- Occupation: Yoga practitioner
- Years active: 2001–present
- Organization: Daratma
- Known for: Promoting yoga education in Kuwait
- Title: Founder of Daratma
- Awards: Padma Shri (2025)

= Shaikha Al-Sabah =

Kuwaiti yoga practitioner

Shaikha Ali Al-Jaber Al-Sabah is a Kuwaiti yoga practitioner and the founder of Daratma, a yoga education center in Kuwait. In 2025, she became the first Kuwaiti national to receive India's Padma Shri award, conferred for her contributions to the field of yoga.

== Career ==
=== Yoga Education ===
She began practicing yoga in 2001 and established Daratma in 2014, Kuwait's first officially licensed yoga studio. The center conducts programs related to yoga education, mindfulness, and wellness. She has been associated with a youth yoga initiative called Shems, which promotes yoga among children and adolescents.

=== Other initiatives ===
In 2021, she launched a charitable initiative, Yomnak lil Yaman, aimed at supporting Yemeni refugees and internally displaced individuals. During the COVID-19 pandemic, she was involved in distributing educational supplies to underprivileged children in Kuwait.

→ **Work task**: Continue the article on Shaikha Al-Sabah from where it stops.

(Data extracted from a collection)

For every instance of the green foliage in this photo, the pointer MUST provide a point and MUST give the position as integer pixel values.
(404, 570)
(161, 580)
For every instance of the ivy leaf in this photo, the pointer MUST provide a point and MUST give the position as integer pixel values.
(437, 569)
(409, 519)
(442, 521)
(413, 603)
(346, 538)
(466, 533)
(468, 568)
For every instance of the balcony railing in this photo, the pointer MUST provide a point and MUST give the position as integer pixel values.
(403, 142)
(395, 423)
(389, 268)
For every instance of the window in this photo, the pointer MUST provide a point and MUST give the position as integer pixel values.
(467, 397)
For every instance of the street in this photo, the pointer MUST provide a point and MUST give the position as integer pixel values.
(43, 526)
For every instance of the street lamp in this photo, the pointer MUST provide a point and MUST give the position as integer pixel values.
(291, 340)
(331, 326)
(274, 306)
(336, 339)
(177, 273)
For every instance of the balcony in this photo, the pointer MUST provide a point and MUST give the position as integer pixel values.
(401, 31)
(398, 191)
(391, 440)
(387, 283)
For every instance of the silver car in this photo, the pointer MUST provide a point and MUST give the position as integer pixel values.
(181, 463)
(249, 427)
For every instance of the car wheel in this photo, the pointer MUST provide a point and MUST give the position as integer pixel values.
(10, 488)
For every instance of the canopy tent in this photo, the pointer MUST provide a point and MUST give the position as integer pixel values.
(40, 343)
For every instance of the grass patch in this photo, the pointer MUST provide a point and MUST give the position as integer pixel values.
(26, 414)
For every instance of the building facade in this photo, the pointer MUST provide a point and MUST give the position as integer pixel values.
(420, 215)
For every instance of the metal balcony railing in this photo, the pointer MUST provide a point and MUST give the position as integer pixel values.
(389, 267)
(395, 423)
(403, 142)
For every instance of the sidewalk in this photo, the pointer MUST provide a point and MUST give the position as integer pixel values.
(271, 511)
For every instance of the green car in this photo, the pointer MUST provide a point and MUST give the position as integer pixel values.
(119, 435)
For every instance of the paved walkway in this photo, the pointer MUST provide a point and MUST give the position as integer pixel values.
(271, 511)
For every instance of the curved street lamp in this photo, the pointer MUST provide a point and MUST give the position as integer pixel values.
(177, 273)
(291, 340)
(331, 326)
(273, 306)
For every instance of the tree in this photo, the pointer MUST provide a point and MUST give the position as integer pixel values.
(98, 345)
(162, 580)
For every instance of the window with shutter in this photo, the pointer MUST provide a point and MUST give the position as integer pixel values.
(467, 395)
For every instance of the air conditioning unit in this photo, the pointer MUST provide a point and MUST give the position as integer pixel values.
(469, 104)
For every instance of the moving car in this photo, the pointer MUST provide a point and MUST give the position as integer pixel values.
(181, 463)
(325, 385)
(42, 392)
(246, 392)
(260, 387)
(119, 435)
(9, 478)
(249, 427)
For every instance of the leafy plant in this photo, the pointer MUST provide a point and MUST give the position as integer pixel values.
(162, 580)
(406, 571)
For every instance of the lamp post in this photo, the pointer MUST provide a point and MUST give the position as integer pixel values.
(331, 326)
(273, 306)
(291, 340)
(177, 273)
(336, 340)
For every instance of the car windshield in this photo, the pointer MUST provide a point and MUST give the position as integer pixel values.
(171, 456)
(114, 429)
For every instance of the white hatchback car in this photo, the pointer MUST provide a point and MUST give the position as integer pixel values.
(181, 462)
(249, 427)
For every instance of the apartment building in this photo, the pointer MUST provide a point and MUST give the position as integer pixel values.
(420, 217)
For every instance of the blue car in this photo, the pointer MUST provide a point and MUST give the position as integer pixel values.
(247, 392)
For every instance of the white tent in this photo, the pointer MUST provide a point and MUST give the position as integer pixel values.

→ **Answer space**:
She has also organised international wellness events, including Reiki Jin Kei Do and consciousness training sessions at the Monroe Institute in the United States.

In December 2024. Indian Prime Minister Narendra Modi met with Al-Sabah during his visit to Kuwait and acknowledged her contributions to promoting yoga, particularly among youth.

== Awards and recognition ==
On 25 January 2025, Al-Sabah received the Padma Shri, India's fourth-highest civilian award, in recognition of her work in the field of yoga. she was one of eight international recipients that year.